Please lay out all the entries below as a two-column CSV with the headers query_text and points, one row per entry. Put each entry's text and its answer in their own quoted fields, and replace line breaks with spaces.

## BEGIN RECORDS PROVIDED

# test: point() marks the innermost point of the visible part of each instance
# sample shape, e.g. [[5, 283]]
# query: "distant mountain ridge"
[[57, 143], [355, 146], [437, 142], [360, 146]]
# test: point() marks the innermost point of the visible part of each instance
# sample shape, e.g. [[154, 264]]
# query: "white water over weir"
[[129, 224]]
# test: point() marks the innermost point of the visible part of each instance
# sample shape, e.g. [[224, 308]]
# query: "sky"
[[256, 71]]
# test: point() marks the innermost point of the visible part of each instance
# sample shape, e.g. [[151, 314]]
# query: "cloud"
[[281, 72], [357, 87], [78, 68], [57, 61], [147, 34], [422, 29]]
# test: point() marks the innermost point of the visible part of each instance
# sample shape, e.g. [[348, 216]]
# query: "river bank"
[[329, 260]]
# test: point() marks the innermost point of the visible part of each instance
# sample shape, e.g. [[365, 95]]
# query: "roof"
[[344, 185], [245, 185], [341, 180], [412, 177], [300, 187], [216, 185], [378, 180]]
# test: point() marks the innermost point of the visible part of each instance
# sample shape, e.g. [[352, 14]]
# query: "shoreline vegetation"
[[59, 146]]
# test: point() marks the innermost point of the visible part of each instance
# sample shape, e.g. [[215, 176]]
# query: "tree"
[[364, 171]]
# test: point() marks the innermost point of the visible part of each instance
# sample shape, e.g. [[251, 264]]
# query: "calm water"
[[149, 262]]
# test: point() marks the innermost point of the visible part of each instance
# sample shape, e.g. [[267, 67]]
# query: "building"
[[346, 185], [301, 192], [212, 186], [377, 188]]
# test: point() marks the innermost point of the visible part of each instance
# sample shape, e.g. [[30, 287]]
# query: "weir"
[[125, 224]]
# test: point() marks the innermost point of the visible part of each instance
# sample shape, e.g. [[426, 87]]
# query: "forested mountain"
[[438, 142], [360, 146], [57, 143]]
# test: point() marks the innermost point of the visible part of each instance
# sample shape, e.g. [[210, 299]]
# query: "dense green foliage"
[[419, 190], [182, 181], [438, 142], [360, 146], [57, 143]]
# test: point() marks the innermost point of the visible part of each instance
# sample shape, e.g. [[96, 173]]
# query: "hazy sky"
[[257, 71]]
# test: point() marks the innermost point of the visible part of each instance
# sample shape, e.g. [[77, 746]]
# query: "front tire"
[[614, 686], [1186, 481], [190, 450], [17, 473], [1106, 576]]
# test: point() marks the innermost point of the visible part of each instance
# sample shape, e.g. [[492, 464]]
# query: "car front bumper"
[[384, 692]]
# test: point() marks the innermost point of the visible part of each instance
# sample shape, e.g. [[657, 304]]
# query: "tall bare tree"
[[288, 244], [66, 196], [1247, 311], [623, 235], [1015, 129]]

## END RECORDS PROVIDED

- _CORRECT RESPONSE_:
query_text,points
"# test: point() marks the innermost point of the visible part of each instance # sample shape, e.g. [[5, 283]] # query: ""distant mountain ridge""","[[57, 143], [355, 146], [437, 142], [360, 146]]"
"# test: point() marks the innermost point of the visible part of each instance # sample shape, e.g. [[154, 264]] # query: ""white water over weir""","[[129, 224]]"
"# test: point() marks the innermost point of the visible part of each instance # sample shape, e.g. [[224, 308]] # query: ""sky""","[[256, 71]]"
"# test: point() marks the innermost point of the visible part of each instance # sample shape, e.g. [[151, 314]] # query: ""cloud""","[[281, 72], [357, 87], [78, 68], [57, 61], [147, 34], [422, 29]]"
"# test: point() marks the innermost point of the visible part of each instance # sample shape, e.g. [[348, 216]] # query: ""river bank""","[[329, 260]]"
"# test: point() marks the innermost point of the visible part of each instance # sample shape, e.g. [[365, 95]] # query: ""roof""","[[344, 185], [245, 185], [341, 180], [412, 177], [300, 187], [216, 185], [378, 180]]"
"# test: point() marks the innermost point of the visible part of each instance # sample shape, e.g. [[352, 14]] # query: ""shoreline vegetation""","[[59, 146]]"
"# test: point() marks the innermost point of the visible part of each instance # sample shape, e.g. [[215, 176]] # query: ""tree""","[[364, 171]]"
"# test: point() marks the innermost point of the visible part of each instance # sample shape, e.g. [[251, 264]] # query: ""calm water""","[[149, 262]]"
"# test: point() marks the innermost point of the visible part of each instance # sample shape, e.g. [[267, 67]] # query: ""building""","[[346, 185], [301, 192], [212, 186], [377, 188]]"
"# test: point() marks the innermost point of the visible part of each instance # sample shape, e.g. [[30, 287]] # query: ""weir""","[[125, 224]]"
"# test: point() marks the innermost point of the visible part of each instance # sample shape, e.g. [[426, 87]] # query: ""forested mountain""","[[438, 142], [360, 146], [57, 143]]"
"# test: point() marks the innermost point of the visible part of each instance # sample shape, e.g. [[210, 299]] # query: ""dense green foliage""","[[419, 190], [182, 181], [438, 142], [360, 146], [57, 143]]"
"# test: point() marks the innermost point of the visible part of each instance # sample shape, e.g. [[96, 173]] # query: ""hazy sky""","[[257, 71]]"
"# test: point() marks the innermost point of the visible part of each instance # sample shape, e.g. [[77, 746]] # query: ""front tire""","[[614, 686], [1186, 481], [190, 450], [17, 473], [1106, 576]]"
"# test: point() marks the innermost point of the visible part of each instance # sample shape, e.g. [[492, 464]] # query: ""car front bumper""","[[384, 692]]"
"# test: point() marks the innermost point of the visible part of each instance # sample shape, e.g. [[657, 304]] # query: ""tall bare tree""","[[288, 244], [66, 196], [1247, 311], [623, 235], [1015, 129]]"